Stated goal> Nothing may be dropped or altered: reproduce all the data.

--- start of Available data ---

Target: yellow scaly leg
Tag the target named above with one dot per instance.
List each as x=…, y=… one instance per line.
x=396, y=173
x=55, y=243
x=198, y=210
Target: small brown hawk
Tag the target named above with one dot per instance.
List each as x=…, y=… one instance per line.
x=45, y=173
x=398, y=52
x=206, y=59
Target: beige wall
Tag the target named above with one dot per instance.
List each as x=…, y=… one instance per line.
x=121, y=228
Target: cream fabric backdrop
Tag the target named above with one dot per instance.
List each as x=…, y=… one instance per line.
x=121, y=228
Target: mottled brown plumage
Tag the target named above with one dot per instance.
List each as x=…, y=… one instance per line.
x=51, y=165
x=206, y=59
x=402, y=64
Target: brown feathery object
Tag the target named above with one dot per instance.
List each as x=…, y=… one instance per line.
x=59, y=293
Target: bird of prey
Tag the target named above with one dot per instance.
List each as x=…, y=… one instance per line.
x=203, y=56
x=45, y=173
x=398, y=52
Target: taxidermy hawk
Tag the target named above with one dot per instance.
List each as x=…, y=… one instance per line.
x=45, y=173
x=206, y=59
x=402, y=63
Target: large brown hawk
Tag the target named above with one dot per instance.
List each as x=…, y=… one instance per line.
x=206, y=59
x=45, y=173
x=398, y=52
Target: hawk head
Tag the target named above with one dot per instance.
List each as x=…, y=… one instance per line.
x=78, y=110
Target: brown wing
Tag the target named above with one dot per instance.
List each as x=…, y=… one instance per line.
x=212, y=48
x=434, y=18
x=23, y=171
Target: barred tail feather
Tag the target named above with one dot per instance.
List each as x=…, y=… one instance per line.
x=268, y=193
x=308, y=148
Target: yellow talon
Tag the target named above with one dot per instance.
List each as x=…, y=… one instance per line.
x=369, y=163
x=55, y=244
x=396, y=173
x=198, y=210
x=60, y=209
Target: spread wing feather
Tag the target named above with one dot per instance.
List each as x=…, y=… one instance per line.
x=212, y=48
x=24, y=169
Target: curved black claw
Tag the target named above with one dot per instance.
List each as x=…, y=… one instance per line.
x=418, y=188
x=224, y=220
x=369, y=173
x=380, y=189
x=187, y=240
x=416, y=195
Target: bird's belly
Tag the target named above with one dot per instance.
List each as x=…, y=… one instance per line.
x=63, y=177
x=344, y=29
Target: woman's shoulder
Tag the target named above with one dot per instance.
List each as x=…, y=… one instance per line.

--- end of Available data ---

Written reply>
Target: yellow scaly leg
Tag the target named above with one dot per instance.
List each as x=…, y=… one instance per line.
x=396, y=173
x=55, y=243
x=198, y=210
Target: small brown hawk
Tag the target named above with one dot per instance.
List each as x=…, y=… one instance per line.
x=45, y=173
x=398, y=52
x=206, y=59
Target: beige wall
Tag the target named above with one dot per instance.
List each as x=…, y=… one instance per line.
x=121, y=228
Target: cream fabric backdrop
Tag the target named above with one dot per instance.
List each as x=…, y=… one instance per line.
x=121, y=228
Target: mottled brown plumage
Tag the target named above with one dot per instance.
List each as x=…, y=… one instance per line.
x=51, y=165
x=206, y=59
x=402, y=64
Target: brown feathery object
Tag the target named above with one dot per instance.
List each as x=…, y=… one instance per line.
x=59, y=293
Target: bird of prey
Tag the target named above with one dot per instance.
List each as x=…, y=… one instance per line.
x=203, y=56
x=45, y=173
x=398, y=52
Target: taxidermy hawk
Tag the target named above with one dot per instance.
List each as x=…, y=… one instance per line.
x=45, y=173
x=206, y=59
x=402, y=63
Target: large brown hawk
Tag the target named above with one dot per instance.
List each as x=…, y=… one instance per line.
x=206, y=59
x=45, y=173
x=398, y=52
Target: hawk head
Tag the target named above with one dot per instance.
List each as x=…, y=… one instance per line.
x=78, y=110
Target: brown wing
Tag the target named above with one dot per instance.
List each as x=…, y=… one instance per line.
x=212, y=48
x=434, y=18
x=23, y=171
Target: barred tail feather
Tag the target named above with one dot per instance.
List each as x=…, y=… one instance per line.
x=268, y=193
x=308, y=148
Target: yellow talon
Tag the target named above with one dot per instance.
List each as x=…, y=… one instance per line.
x=369, y=163
x=55, y=244
x=396, y=173
x=198, y=210
x=60, y=209
Target: spread wing feather
Tag the target named above with one dot per instance.
List each as x=…, y=… one instance per line.
x=212, y=48
x=24, y=169
Target: curved black claw
Tag the target named above with one dot per instance.
List each as x=…, y=… one instance per line.
x=418, y=188
x=224, y=220
x=369, y=173
x=380, y=189
x=187, y=240
x=416, y=195
Target: bird's belly
Tag the target named above with one dot per instance.
List each as x=…, y=… one instance per line.
x=63, y=177
x=344, y=29
Target: woman's shoulder
Tag the target named above with one dot per instance.
List each as x=…, y=… one instance per line.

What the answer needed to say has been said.